Problem to work on: Extract every entry below word for word, leaving out the pictures.

Extracted information:

---------------

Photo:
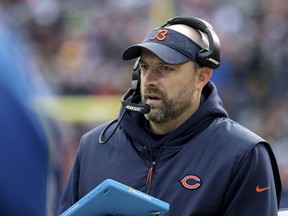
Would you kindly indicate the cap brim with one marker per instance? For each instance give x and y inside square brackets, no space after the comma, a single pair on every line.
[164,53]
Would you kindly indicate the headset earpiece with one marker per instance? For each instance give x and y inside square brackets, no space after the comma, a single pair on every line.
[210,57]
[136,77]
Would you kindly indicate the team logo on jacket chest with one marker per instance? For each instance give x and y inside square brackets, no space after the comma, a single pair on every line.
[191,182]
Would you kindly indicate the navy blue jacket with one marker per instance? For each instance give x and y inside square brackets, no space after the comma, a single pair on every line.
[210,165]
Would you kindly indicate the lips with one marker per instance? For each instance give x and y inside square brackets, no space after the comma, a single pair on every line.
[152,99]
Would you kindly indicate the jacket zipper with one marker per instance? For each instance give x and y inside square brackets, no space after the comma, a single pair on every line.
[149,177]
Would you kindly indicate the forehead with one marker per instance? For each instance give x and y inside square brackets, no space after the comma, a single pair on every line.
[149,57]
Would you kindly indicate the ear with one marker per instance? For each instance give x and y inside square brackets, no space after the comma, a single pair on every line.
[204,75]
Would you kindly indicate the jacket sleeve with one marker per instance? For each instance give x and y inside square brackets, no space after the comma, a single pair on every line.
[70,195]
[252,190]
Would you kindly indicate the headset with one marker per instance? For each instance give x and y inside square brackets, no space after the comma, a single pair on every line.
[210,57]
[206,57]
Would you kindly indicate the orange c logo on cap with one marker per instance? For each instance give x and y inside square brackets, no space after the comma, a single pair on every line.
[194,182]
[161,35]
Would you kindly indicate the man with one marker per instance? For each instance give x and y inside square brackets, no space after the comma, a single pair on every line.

---------------

Task output:
Photo:
Would you kindly indicate the cap brim with one marker per instance? For each instance give x and y inside square brackets, no space after the comma, a single pair on every line.
[164,53]
Would you kindly indicate the headset earpiece with one marker per instance? For each instance give x and y inside square brackets, no space after the comma, a single pair on every line.
[210,57]
[136,77]
Would you kindly indicate the team logo on jacket chest with one marker per instance? For each instance give x and y inside square brackets, no space after the comma, a single pair on every line.
[191,182]
Would you kindly indicate the navy blue jacket with one marker per instance? For each instance give x and y inside square brackets, no space after the comma, a single pair on every line.
[210,165]
Would you kindly indicate the lips with one marker per instance? For each instance give x and y inside square brackets, no space after the comma, a single pair on every line.
[152,99]
Would you kindly indicate the jacket zipper with one marker per instance? For each instance give x and y inside square brackets, no space after the comma, a single pair on every line.
[149,177]
Would you kindly indicate the forehead with one marker per instance? For each instance give x and y inside square brackets, no space after the comma, a single pair on every line.
[149,57]
Would you kindly indicate the ear with one marker per instance? For each instance give x and y inside square brackets, no space after the comma, a single pair on every line.
[204,75]
Would you kindly indicate the jacket sleeve with one marker per instance? For each instance give x and y inside square brackets, no space after the comma, a single pair on every line.
[70,195]
[252,190]
Would you kindly indicate the headset with one marker per instance? For each instance give x and y inside square brackets, no space after the comma, a single pair on every line.
[210,57]
[206,57]
Would you kindly indicate the orange c logo on cap with one marker per instance? For each instance give x and y inside square brackets, no space after the comma, a single pair on every line.
[194,182]
[161,35]
Would you kindly indicate the man with one marker per instance? For each instance give x and y inside square brackets, no space after the comma, a single pair on every line.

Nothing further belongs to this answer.